A run of records:
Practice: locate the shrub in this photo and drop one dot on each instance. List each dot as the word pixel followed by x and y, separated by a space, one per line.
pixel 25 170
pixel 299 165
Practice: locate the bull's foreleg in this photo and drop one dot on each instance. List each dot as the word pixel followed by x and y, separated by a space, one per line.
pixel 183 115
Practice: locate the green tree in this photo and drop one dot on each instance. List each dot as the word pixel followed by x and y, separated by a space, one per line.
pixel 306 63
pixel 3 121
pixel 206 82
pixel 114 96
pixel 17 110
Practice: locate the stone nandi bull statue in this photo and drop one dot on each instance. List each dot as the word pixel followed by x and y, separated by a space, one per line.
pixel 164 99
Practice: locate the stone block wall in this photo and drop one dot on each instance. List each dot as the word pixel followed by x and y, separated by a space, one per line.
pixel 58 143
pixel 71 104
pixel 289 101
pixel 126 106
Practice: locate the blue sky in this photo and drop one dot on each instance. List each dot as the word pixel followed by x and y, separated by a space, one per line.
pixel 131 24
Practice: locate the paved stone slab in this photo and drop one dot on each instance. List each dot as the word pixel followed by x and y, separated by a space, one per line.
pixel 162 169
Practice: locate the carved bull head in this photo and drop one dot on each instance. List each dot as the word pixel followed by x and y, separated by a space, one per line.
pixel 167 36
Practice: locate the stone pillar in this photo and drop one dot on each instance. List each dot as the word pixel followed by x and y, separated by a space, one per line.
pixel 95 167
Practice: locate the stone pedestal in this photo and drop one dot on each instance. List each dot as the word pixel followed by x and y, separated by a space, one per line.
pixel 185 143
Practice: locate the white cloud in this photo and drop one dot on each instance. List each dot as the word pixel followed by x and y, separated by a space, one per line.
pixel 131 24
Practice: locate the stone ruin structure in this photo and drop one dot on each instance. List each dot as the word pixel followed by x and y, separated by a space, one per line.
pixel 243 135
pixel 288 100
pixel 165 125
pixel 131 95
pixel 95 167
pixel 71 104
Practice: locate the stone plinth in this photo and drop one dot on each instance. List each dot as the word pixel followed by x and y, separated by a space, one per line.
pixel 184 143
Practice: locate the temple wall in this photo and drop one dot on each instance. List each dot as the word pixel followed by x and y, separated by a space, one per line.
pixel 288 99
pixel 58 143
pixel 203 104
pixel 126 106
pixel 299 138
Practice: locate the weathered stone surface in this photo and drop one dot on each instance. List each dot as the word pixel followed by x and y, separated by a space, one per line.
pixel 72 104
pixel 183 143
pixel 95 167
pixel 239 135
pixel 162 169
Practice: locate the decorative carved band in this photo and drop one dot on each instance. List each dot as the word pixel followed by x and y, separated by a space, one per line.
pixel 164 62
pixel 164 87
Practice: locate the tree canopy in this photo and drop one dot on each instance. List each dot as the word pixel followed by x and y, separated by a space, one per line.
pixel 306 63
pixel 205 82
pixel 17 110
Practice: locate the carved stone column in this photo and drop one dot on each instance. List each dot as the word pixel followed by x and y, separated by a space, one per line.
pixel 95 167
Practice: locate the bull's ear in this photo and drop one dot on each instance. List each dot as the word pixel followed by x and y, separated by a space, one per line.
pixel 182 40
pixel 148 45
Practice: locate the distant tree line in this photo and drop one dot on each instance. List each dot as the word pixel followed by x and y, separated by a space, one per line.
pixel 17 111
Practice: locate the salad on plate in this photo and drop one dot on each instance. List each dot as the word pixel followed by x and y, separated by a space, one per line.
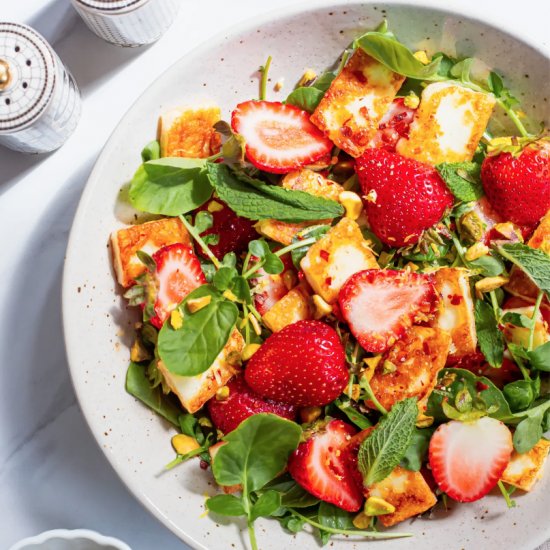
pixel 345 295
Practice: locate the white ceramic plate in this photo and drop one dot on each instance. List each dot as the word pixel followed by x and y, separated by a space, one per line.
pixel 98 324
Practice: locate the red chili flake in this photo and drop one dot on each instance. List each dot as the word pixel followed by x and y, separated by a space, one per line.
pixel 455 299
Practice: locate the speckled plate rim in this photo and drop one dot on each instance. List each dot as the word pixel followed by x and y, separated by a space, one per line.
pixel 480 13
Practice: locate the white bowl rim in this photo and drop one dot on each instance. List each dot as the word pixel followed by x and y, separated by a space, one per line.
pixel 70 534
pixel 206 45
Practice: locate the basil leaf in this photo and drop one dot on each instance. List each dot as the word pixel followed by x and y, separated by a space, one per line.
pixel 316 231
pixel 151 151
pixel 534 262
pixel 193 348
pixel 397 57
pixel 269 502
pixel 253 199
pixel 462 179
pixel 457 380
pixel 226 505
pixel 256 452
pixel 417 450
pixel 490 339
pixel 170 186
pixel 540 357
pixel 138 385
pixel 305 97
pixel 384 448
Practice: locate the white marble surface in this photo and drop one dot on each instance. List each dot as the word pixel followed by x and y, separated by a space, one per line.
pixel 52 473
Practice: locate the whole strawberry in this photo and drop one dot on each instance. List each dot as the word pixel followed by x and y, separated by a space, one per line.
pixel 241 403
pixel 403 197
pixel 304 364
pixel 518 187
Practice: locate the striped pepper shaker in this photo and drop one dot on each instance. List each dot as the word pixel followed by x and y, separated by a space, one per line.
pixel 128 22
pixel 39 99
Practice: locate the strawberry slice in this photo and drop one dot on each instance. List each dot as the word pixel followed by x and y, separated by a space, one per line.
pixel 304 364
pixel 467 458
pixel 242 403
pixel 279 138
pixel 178 273
pixel 379 305
pixel 321 467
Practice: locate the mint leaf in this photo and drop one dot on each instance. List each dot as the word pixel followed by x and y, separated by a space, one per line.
pixel 193 348
pixel 170 186
pixel 138 385
pixel 305 97
pixel 490 339
pixel 256 452
pixel 256 200
pixel 535 263
pixel 397 57
pixel 384 448
pixel 462 179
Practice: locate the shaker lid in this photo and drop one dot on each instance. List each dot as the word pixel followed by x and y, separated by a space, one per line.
pixel 27 76
pixel 111 5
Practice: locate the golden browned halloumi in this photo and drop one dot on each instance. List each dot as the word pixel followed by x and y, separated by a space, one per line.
pixel 525 469
pixel 448 124
pixel 300 180
pixel 356 101
pixel 407 491
pixel 335 257
pixel 194 391
pixel 520 285
pixel 455 312
pixel 189 132
pixel 148 237
pixel 410 367
pixel 295 306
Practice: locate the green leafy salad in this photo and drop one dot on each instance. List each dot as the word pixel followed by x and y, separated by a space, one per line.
pixel 345 295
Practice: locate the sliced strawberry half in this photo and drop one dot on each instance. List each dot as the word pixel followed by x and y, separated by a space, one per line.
pixel 467 458
pixel 379 305
pixel 178 272
pixel 279 138
pixel 321 467
pixel 242 403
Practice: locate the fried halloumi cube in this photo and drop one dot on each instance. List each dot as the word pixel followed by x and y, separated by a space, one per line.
pixel 356 101
pixel 520 285
pixel 525 469
pixel 407 491
pixel 410 367
pixel 189 132
pixel 194 391
pixel 455 312
pixel 335 257
pixel 307 181
pixel 448 124
pixel 295 306
pixel 148 237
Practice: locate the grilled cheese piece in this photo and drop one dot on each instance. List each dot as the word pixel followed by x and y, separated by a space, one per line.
pixel 295 306
pixel 525 469
pixel 189 132
pixel 520 285
pixel 335 257
pixel 194 391
pixel 410 367
pixel 407 491
pixel 356 101
pixel 456 310
pixel 307 181
pixel 448 124
pixel 148 237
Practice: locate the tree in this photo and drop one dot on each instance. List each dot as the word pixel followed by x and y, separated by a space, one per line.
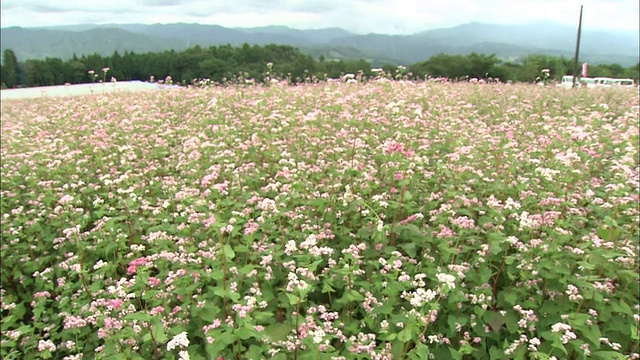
pixel 10 67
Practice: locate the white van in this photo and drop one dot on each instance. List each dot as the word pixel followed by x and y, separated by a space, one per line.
pixel 601 81
pixel 623 82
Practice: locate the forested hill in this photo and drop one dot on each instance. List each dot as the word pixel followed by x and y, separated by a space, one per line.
pixel 507 42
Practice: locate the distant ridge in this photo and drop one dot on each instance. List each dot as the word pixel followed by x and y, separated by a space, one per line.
pixel 506 41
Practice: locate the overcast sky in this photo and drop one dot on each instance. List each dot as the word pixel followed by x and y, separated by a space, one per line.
pixel 359 16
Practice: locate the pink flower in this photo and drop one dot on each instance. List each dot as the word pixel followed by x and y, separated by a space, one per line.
pixel 115 303
pixel 133 266
pixel 157 310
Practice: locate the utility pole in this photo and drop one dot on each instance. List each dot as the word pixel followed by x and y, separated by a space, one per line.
pixel 575 61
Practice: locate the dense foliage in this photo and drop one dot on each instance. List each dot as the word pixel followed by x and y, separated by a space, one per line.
pixel 227 63
pixel 386 220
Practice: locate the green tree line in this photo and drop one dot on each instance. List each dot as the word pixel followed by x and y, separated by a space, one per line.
pixel 227 63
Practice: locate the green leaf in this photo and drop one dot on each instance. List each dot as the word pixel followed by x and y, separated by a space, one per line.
pixel 208 313
pixel 244 333
pixel 278 331
pixel 422 351
pixel 355 296
pixel 293 299
pixel 495 320
pixel 326 286
pixel 404 335
pixel 409 249
pixel 138 316
pixel 157 329
pixel 228 252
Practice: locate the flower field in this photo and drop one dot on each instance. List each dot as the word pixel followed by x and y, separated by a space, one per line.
pixel 386 220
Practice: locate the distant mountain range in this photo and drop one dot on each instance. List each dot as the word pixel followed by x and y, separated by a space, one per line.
pixel 509 42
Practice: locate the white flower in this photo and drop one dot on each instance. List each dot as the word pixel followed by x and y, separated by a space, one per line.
pixel 447 279
pixel 290 247
pixel 178 340
pixel 558 327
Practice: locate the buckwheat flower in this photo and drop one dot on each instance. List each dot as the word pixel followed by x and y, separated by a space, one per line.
pixel 46 345
pixel 447 279
pixel 290 247
pixel 66 199
pixel 100 264
pixel 180 340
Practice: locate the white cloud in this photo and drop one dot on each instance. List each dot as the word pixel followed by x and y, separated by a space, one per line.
pixel 361 16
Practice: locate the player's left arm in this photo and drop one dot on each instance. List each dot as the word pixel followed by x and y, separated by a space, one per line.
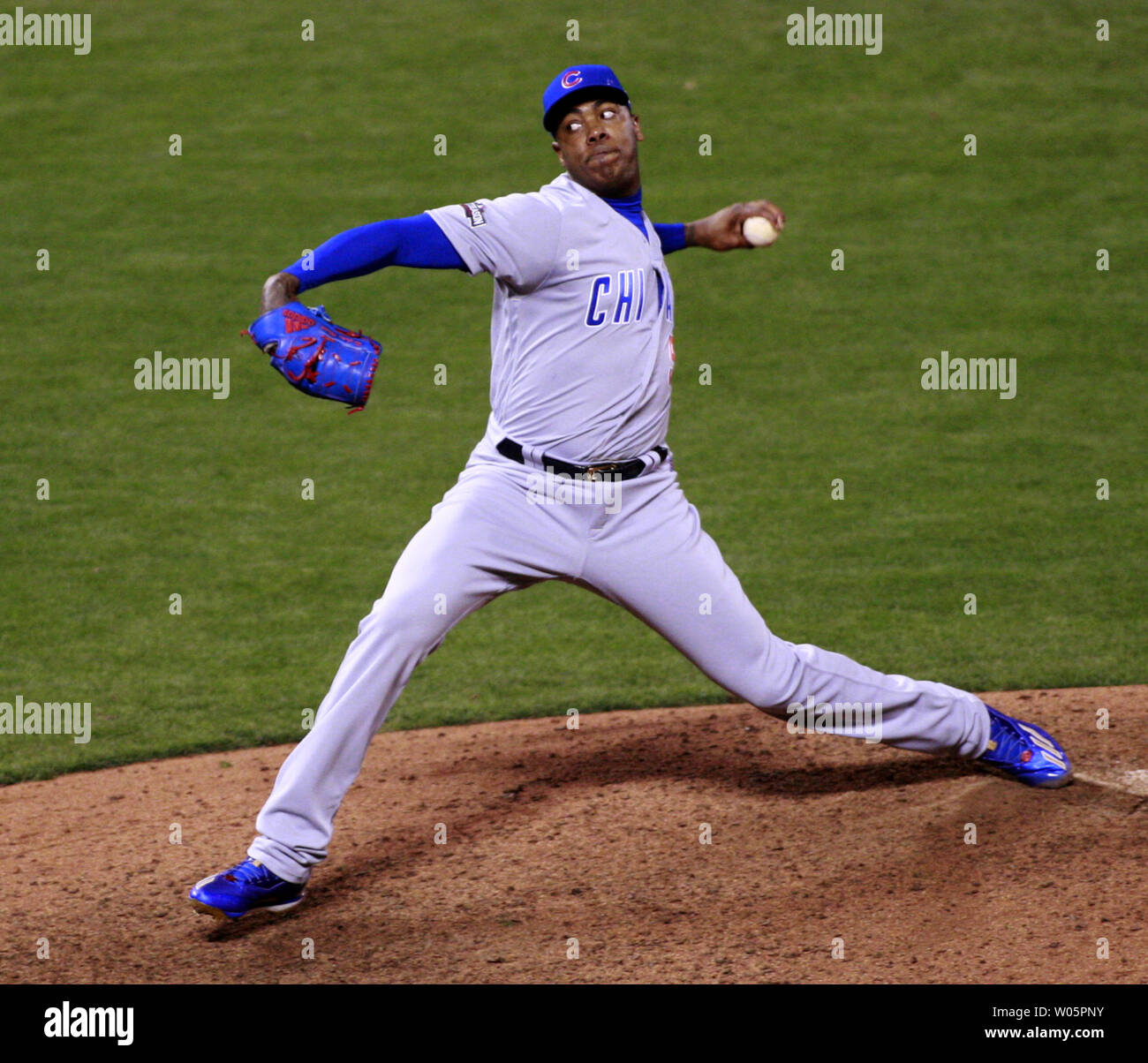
pixel 720 230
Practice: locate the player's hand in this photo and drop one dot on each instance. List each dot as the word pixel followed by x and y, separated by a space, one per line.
pixel 722 230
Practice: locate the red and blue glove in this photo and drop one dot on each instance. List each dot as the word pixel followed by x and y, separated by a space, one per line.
pixel 316 355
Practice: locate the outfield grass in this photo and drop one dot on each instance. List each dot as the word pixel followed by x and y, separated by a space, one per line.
pixel 815 372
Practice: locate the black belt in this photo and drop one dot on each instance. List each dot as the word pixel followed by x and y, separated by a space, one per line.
pixel 619 470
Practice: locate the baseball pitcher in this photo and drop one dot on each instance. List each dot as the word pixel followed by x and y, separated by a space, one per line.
pixel 573 479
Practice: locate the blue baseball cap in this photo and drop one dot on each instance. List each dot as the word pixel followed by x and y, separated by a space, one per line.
pixel 574 85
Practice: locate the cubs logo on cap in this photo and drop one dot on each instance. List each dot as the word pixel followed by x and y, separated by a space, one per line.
pixel 574 85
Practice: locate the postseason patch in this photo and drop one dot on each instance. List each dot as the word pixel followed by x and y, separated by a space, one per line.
pixel 474 211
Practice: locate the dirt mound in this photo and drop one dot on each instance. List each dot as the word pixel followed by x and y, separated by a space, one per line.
pixel 819 845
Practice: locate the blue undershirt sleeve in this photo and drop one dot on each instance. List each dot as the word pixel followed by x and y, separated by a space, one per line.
pixel 414 241
pixel 672 237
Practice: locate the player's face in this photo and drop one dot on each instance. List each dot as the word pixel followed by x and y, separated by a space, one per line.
pixel 598 145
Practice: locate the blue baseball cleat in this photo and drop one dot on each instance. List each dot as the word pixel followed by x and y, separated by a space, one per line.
pixel 1025 752
pixel 248 886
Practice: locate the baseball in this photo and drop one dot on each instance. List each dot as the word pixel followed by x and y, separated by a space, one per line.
pixel 759 230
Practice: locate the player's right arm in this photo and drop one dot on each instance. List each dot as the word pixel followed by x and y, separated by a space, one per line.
pixel 414 241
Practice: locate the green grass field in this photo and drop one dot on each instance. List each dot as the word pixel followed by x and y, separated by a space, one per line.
pixel 815 372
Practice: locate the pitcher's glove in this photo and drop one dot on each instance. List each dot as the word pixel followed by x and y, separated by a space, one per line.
pixel 316 355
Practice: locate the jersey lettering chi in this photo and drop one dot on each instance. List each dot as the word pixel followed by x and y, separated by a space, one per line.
pixel 581 369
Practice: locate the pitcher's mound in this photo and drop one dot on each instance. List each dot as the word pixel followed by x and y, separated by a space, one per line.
pixel 665 845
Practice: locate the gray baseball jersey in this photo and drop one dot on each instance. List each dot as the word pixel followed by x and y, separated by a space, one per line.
pixel 580 331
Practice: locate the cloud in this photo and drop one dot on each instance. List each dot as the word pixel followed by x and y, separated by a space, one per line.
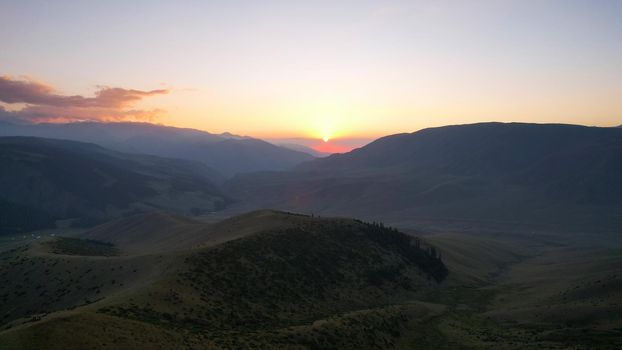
pixel 43 104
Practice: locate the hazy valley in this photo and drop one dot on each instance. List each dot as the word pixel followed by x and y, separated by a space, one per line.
pixel 482 236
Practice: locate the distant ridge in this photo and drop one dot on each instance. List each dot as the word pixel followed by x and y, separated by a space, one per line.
pixel 555 174
pixel 229 154
pixel 44 180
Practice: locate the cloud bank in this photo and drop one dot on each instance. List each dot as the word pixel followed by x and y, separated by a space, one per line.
pixel 41 103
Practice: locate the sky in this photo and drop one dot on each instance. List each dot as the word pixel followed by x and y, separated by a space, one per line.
pixel 349 71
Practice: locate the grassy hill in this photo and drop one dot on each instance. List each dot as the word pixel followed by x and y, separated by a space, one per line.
pixel 272 280
pixel 43 180
pixel 312 282
pixel 557 175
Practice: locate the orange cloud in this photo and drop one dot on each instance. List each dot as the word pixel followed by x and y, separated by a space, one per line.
pixel 43 104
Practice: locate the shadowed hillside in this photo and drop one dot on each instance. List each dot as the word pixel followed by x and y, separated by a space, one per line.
pixel 44 180
pixel 559 175
pixel 303 284
pixel 227 153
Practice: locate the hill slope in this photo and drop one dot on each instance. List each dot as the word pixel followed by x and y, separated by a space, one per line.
pixel 228 153
pixel 309 283
pixel 560 175
pixel 42 180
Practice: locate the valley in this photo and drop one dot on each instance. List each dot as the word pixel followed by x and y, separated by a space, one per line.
pixel 243 282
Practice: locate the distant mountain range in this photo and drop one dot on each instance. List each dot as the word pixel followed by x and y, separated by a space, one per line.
pixel 562 175
pixel 43 180
pixel 228 154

*CHALLENGE*: Rewrite everything from the line containing "Practice: locate the blue undershirt" down to the line containing "pixel 759 230", both included, as a JSON list of strings with one string per line. Leave out any blank lines.

*SOLUTION TO THE PROBLEM*:
[
  "Practice: locate the blue undershirt sleeve in this photo and drop one dot on each instance. List each dot as the word pixel followed by x and y, separated by a space, one per line.",
  "pixel 414 241",
  "pixel 672 237",
  "Practice: locate the player's face in this photo and drop one dot on each instance. List each dot as the word pixel followed by x and y, separated by a space, one per line.",
  "pixel 598 145",
  "Practice: locate the blue baseball cleat in this photo and drop one dot on each instance. List each dot as the word pixel followed by x and y, separated by a space, one per line.",
  "pixel 1025 752",
  "pixel 248 886",
  "Practice: locate the baseball in this photo and drop one dot on each instance. List each dot as the word pixel followed by x and y, separated by a space, one per line.",
  "pixel 759 230"
]